■ Alıştırma a ■
Kayıtlarda "white" dizesini içeren satırların sayısını yalnızca bir sayı olarak yazın.

■ Çıkarılan Metin ■
::::::

"Konut stoğunun acilen yenilenmesi önem arz ediyor"
Meclis Depreme Karşı Alınabilecek Önlemleri Araştırma Komisyonu, AK Parti Sakarya Milletvekili Recep Uncuoğlu başkanlığında toplandı.
Çevre ve Şehircilik Bakanlığı Yapı İşleri Genel Müdürü Banu Aslan Can, Dünya Bankası ve Avrupa Birliğinin (AB) 200 milyon dolar fon desteğiyle kamu binalarının konfor oranını düşürmeden daha az enerji tüketebilir hale getirilmesi için çalışma yürütüldüğünü bildirdi.
Komisyon, Çevre ve Şehircilik Bakanlığı Yapı İşleri Genel Müdürü Banu Aslan Can, İller Bankası AŞ Genel Müdürü Yusuf Büyük, Altyapı ve Kentsel Dönüşüm Hizmetleri Genel Müdürü Vedad Gürgen, Mekansal Planlama Genel Müdürü Yavuz Erdal Kayapınar, Tapu ve Kadastro Genel Müdür Vekili Mehmet Zeki Adlı ile Toplu Konut İdaresi (TOKİ) Başkanı Ömer Bulut'u dinledi.
Yapı İşleri Genel Müdürü Can, komisyona yaptığı sunumda, Genel Müdürlük olarak Türkiye Afet Müdahale Planı kapsamında 8 alanda görevleri bulunduğunu belirterek, bunların en önemlisinin hasar tespit çalışması olduğunu söyledi.
Hasar tespit çalışmalarında binaların hasarlarına ilişkin derecelendirme yaptıklarını kaydeden Can, bu çalışmalarda 3 yıl önce geliştirdikleri hasar tespit yazılımını kullandıklarını anlattı.
Meydana gelen depremler sonrası Elazığ için yaptıkları çalışmaları İzmir için de başlattıklarını ve rapor hazırladıklarını aktaran Can, bir depremin yaşanmasının ardından ilgili bölgeye daha hızlı ulaşabilmek amacıyla Türk Hava Yolları ile protokol imzaladıklarını söyledi.

::::::

■ Çıkarılan Veriler ■
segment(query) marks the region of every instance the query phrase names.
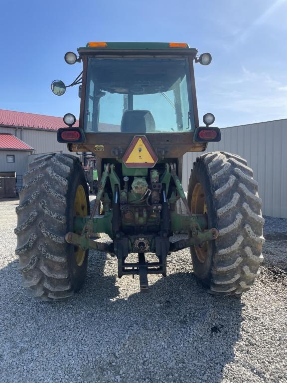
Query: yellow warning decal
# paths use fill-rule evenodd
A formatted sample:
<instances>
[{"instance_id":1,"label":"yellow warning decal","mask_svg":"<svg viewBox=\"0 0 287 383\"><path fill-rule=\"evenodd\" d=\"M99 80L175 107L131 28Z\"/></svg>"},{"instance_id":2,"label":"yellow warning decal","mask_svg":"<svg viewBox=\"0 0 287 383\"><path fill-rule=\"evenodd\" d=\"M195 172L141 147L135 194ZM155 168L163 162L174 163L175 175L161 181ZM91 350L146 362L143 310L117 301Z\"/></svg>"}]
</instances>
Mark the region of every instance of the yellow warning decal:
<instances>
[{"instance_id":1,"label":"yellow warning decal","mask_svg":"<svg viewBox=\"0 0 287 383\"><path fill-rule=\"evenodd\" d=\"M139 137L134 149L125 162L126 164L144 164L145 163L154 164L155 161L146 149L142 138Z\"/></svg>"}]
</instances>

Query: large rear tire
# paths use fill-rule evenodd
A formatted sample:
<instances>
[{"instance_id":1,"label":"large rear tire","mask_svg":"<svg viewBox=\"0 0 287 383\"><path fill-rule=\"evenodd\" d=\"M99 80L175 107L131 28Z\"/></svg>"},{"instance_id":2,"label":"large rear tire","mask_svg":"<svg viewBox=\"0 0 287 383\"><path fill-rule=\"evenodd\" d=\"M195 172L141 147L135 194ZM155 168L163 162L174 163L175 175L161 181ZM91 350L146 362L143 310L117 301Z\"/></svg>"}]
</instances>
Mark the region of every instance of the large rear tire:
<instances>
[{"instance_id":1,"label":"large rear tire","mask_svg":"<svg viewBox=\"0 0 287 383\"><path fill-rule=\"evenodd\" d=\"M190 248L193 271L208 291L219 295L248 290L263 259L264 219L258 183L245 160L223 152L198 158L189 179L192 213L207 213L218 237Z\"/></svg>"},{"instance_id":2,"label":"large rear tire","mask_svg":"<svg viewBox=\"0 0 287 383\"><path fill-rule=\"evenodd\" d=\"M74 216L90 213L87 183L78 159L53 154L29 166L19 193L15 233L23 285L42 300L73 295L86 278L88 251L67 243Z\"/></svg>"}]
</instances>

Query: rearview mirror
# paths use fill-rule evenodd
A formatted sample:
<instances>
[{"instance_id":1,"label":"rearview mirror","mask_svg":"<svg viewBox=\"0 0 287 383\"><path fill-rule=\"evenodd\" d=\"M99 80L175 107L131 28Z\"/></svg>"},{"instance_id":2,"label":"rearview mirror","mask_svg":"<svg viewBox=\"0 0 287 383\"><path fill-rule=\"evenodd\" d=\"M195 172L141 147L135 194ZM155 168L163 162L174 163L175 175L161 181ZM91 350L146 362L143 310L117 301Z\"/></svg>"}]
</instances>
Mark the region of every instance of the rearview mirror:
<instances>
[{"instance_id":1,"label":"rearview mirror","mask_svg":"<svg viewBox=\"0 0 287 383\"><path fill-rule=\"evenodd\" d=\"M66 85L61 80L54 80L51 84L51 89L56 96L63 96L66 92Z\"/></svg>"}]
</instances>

::::::

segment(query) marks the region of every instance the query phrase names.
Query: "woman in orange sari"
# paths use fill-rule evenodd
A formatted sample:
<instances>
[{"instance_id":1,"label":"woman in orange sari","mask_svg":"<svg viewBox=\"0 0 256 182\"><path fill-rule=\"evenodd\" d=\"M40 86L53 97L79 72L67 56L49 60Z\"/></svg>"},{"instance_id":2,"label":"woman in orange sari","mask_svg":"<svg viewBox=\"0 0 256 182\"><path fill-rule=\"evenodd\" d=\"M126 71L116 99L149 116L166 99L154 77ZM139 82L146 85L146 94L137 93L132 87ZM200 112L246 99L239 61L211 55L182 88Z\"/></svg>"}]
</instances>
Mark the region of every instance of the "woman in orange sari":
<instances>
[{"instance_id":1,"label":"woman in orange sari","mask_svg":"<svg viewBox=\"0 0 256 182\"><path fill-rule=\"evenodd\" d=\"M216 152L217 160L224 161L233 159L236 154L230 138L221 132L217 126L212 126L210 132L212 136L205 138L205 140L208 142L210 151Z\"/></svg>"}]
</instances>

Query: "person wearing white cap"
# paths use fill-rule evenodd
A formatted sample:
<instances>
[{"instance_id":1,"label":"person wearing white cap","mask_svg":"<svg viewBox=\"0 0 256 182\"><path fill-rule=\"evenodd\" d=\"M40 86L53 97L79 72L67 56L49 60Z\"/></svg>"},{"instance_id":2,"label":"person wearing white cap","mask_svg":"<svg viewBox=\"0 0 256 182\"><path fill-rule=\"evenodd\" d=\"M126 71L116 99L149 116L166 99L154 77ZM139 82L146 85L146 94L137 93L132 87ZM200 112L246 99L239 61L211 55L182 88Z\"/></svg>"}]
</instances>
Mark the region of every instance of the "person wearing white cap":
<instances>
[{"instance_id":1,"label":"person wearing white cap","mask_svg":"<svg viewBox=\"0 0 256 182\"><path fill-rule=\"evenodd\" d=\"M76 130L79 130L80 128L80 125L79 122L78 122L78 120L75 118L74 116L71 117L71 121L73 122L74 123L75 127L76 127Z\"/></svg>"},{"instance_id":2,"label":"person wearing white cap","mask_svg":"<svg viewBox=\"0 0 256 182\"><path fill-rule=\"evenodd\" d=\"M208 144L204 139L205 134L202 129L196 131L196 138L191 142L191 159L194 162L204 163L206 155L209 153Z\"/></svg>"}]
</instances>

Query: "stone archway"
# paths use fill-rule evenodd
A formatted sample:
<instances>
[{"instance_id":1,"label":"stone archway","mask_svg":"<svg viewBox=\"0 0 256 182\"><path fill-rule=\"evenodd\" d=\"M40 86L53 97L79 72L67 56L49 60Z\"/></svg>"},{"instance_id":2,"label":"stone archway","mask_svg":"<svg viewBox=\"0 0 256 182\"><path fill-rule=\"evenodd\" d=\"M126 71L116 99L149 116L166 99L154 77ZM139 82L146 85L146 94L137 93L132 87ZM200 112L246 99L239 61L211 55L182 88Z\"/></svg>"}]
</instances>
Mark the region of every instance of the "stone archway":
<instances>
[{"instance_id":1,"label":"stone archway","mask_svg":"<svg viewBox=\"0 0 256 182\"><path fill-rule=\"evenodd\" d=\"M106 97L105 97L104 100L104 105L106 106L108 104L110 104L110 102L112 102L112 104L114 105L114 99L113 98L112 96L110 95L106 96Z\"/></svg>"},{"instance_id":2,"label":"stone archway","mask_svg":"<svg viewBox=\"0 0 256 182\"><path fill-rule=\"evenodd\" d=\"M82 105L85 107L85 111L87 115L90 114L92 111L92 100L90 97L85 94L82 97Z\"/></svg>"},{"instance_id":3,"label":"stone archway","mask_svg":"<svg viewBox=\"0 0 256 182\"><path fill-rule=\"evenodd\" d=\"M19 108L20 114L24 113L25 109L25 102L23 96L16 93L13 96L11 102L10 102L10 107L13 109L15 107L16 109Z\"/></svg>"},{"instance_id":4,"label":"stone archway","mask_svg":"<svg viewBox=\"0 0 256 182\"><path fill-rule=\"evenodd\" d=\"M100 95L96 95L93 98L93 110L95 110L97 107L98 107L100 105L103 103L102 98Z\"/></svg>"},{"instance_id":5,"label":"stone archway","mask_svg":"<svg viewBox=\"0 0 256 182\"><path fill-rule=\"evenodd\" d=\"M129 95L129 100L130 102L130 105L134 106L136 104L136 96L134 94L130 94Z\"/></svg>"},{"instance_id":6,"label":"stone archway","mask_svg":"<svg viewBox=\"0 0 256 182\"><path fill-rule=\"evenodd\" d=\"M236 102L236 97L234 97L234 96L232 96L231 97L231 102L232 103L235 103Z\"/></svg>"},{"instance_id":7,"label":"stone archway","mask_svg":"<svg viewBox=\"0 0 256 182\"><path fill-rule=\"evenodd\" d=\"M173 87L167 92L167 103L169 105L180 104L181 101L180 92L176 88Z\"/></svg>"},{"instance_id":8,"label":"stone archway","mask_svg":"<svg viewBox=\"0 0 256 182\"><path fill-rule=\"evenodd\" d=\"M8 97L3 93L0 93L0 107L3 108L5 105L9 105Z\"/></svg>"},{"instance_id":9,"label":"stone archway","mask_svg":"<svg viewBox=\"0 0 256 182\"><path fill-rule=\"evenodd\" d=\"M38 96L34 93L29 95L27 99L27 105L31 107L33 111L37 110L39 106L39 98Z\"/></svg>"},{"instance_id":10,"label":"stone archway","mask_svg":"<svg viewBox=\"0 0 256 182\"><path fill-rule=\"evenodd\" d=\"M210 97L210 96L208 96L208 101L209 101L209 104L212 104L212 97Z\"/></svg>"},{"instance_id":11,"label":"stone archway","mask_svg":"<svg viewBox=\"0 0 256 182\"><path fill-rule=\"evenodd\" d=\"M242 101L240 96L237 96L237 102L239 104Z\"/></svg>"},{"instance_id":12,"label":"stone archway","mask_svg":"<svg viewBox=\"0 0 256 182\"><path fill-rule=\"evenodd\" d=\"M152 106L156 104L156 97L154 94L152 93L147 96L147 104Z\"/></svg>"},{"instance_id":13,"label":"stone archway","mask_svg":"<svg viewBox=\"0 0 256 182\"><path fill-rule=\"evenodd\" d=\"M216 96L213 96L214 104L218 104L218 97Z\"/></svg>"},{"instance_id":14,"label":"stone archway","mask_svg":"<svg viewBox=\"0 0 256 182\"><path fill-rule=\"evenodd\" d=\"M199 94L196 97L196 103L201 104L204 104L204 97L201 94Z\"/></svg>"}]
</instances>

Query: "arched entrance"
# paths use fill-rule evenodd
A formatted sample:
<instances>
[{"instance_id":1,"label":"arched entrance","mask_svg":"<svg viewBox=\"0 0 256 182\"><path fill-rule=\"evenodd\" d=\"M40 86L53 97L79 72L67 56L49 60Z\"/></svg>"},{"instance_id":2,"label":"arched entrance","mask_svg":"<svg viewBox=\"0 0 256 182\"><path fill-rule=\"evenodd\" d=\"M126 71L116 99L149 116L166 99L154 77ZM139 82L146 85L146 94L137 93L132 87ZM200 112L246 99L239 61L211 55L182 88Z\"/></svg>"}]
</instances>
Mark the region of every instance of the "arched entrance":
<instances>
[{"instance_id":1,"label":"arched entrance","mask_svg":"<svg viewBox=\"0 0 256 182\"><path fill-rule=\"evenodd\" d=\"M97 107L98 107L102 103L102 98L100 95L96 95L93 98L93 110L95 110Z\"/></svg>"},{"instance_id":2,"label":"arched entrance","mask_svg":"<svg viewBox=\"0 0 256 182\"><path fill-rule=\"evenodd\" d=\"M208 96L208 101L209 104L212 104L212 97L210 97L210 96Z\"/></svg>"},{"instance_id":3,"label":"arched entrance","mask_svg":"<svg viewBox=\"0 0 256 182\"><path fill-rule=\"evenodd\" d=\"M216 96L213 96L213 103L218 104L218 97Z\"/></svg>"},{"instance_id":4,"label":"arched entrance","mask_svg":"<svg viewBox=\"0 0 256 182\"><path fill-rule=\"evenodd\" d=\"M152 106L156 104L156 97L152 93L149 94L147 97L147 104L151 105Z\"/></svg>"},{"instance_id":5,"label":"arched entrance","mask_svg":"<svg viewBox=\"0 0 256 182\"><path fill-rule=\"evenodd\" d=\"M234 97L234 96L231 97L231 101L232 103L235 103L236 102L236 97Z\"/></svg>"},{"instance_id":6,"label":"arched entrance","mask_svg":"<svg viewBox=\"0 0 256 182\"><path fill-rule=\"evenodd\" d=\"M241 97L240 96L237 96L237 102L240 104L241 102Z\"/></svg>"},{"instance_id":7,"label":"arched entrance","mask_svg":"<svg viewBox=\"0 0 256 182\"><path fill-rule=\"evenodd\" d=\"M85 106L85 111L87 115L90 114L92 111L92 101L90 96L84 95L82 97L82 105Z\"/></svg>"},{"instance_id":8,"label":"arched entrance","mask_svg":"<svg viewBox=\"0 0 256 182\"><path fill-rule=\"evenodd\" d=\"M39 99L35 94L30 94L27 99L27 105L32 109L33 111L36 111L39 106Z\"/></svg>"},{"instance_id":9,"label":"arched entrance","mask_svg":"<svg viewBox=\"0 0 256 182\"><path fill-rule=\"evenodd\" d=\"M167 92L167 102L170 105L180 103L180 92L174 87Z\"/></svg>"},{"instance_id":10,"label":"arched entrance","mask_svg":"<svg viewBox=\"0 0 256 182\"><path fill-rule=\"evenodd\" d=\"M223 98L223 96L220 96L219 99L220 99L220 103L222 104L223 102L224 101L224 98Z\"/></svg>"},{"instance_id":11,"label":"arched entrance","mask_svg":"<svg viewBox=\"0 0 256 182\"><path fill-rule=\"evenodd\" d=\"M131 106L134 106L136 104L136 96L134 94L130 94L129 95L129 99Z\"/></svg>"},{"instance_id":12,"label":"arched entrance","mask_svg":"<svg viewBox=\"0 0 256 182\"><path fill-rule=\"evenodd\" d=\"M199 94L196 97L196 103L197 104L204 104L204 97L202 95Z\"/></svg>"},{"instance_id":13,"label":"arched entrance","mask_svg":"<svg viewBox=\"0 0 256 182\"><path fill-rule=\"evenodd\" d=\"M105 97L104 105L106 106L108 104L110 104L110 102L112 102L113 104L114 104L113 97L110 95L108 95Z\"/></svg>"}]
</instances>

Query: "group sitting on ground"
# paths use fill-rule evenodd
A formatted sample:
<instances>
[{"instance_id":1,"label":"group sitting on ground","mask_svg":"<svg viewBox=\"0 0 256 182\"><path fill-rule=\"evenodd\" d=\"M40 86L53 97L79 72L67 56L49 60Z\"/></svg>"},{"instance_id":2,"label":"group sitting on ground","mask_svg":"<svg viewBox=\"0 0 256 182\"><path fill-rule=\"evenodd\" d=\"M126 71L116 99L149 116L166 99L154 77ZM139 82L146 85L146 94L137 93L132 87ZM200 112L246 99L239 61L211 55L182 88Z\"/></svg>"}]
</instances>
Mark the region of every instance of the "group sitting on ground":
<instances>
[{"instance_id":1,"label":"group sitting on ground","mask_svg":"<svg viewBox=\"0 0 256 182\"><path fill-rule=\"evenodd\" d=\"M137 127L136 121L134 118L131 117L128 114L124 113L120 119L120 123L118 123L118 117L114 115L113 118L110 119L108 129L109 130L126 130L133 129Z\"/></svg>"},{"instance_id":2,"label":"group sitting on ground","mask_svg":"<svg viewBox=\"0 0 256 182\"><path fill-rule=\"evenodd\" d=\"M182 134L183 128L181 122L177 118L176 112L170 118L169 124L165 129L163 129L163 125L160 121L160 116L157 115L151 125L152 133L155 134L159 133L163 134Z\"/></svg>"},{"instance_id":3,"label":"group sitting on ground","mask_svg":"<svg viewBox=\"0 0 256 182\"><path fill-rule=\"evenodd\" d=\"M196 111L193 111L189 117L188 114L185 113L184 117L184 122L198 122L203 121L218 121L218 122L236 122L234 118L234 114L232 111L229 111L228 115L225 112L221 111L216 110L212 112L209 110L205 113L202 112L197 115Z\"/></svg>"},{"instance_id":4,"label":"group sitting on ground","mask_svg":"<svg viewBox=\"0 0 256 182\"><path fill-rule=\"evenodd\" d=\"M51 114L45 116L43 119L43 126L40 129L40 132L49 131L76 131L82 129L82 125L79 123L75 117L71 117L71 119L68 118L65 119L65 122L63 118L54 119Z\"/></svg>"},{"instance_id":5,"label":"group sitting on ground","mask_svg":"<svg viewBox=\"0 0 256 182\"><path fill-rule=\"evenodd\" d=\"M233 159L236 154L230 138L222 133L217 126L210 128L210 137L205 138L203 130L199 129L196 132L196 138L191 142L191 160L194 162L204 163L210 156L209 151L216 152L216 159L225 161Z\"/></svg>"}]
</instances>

::::::

■ Alıştırma b ■
Deprem komisyonu haberine göre kamu binalarının daha az enerji tüketmesi için yürütülen çalışma hangi kurumların ne kadarlık fon desteğiyle yapılıyor?

■ Sonuç a ■
4

■ Sonuç b ■
Dünya Bankası ve Avrupa Birliğinin 200 milyon dolarlık fon desteğiyle yapılıyor.